REQUIREMENTS: Rewrite the listing from the line containing "oven door with a single pin per instance." through the end of the listing, replacing "upper" with "top" and leaving everything else unchanged.

INFORMATION SUPPLIED:
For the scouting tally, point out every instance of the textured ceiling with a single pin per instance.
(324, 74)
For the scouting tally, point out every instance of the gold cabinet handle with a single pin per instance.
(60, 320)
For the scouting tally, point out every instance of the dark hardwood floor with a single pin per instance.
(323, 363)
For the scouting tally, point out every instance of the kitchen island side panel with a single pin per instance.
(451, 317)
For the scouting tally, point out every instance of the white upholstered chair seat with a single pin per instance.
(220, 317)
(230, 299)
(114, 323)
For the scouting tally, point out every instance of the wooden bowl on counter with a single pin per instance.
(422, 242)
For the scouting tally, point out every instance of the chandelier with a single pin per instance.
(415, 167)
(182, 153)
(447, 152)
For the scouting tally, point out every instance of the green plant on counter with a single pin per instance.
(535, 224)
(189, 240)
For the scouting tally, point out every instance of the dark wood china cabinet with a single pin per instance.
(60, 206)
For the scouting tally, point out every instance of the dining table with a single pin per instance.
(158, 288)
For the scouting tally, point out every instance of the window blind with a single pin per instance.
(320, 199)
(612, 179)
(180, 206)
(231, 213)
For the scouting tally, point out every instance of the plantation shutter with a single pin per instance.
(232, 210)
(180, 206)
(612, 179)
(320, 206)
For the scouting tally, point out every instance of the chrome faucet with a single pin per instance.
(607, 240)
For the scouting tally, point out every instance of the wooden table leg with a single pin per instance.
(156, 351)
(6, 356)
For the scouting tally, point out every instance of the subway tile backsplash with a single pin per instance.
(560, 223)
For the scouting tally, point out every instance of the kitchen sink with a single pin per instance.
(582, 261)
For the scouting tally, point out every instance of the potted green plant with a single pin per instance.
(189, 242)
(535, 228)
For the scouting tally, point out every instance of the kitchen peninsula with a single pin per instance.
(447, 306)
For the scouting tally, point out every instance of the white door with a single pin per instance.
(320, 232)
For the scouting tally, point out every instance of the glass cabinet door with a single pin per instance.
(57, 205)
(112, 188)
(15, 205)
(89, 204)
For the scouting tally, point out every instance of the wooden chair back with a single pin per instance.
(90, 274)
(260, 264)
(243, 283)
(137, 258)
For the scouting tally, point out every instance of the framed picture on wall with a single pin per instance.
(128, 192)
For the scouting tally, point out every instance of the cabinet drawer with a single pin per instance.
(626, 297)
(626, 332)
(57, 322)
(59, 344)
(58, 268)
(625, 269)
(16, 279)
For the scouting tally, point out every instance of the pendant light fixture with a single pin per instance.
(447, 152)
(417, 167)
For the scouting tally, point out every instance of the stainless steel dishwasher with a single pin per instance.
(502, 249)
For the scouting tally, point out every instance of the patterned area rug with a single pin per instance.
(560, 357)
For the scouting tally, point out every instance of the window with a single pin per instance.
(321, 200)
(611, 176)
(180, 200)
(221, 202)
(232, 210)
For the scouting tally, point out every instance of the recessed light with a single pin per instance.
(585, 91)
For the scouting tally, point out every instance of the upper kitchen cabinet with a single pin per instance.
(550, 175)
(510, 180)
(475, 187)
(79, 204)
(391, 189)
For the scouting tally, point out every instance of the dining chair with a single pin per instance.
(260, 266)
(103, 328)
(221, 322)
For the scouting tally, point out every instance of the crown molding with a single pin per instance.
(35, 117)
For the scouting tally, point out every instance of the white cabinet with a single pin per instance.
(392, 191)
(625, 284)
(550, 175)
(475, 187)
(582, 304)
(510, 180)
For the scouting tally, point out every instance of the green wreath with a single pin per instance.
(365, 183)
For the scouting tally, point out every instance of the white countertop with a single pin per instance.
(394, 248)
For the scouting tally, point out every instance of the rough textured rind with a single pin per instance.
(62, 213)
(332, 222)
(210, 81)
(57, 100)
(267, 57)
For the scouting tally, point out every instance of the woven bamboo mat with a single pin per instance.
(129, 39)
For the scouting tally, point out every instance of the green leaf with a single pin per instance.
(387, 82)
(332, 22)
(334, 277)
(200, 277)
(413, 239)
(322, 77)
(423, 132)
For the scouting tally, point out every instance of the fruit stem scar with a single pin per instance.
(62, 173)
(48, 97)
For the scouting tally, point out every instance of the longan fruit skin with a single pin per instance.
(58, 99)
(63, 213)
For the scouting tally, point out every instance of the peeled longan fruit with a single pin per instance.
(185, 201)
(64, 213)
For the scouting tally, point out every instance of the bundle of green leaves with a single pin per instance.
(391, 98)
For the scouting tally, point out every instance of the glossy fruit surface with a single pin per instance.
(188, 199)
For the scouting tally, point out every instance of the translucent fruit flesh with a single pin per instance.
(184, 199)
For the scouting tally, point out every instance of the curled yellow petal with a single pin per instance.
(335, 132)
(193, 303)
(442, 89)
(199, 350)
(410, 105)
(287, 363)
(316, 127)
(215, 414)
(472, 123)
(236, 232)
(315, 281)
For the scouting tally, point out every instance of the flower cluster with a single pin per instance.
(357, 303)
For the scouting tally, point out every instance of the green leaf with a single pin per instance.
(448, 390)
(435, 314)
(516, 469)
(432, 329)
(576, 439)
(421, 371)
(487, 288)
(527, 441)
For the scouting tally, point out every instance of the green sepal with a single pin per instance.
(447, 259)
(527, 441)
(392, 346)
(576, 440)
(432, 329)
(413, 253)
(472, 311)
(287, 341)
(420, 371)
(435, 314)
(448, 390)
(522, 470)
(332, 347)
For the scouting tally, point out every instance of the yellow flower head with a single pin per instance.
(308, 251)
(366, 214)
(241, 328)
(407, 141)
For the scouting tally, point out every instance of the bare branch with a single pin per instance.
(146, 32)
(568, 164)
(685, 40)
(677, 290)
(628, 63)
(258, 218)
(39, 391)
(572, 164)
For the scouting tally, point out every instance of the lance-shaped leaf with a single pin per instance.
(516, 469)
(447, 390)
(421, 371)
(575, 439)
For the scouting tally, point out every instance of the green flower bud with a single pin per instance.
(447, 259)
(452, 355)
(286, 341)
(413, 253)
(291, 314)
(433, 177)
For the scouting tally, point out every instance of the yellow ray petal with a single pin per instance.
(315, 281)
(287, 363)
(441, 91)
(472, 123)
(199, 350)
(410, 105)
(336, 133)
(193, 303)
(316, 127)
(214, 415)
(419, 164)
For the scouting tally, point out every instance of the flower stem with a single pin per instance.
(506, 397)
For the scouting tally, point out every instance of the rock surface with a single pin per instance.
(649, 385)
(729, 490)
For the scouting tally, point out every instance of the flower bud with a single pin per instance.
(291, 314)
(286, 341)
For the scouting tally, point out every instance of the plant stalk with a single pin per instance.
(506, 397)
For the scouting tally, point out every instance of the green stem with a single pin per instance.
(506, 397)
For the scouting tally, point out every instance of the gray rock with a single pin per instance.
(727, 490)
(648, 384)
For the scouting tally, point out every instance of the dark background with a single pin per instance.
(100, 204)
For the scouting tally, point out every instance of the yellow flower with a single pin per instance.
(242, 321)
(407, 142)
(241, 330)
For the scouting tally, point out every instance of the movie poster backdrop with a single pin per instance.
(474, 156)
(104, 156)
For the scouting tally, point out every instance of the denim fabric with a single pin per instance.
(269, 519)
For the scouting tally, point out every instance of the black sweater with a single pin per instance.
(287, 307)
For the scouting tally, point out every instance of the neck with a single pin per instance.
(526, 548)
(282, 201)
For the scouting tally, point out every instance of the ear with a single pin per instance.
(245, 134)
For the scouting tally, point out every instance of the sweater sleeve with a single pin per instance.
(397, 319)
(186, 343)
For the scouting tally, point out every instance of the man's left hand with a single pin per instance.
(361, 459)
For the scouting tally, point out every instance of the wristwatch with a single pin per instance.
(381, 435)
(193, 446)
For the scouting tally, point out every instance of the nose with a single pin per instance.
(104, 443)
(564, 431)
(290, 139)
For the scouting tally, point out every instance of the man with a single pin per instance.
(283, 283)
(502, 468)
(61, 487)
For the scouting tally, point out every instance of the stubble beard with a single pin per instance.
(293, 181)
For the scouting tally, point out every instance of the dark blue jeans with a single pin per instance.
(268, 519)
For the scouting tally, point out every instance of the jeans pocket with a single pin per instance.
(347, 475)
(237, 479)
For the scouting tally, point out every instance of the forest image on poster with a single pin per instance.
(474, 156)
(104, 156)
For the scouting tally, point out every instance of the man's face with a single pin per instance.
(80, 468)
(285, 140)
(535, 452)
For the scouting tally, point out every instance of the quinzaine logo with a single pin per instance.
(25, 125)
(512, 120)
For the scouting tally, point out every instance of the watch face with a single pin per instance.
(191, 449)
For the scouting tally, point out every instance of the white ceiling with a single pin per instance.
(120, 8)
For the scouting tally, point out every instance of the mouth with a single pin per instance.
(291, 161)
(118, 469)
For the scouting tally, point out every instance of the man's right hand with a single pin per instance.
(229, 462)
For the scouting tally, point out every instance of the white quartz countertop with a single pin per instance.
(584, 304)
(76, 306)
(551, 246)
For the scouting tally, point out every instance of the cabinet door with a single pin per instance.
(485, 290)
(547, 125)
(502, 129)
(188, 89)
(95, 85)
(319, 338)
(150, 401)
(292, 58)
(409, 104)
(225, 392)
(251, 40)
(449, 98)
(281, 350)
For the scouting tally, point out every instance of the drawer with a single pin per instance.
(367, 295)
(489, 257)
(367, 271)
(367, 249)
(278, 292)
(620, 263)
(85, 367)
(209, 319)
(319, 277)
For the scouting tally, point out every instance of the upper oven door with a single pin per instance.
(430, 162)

REPLY TO THE EXERCISE:
For the scouting tally, point out every instance of the top oven door with a single pin per instance.
(430, 162)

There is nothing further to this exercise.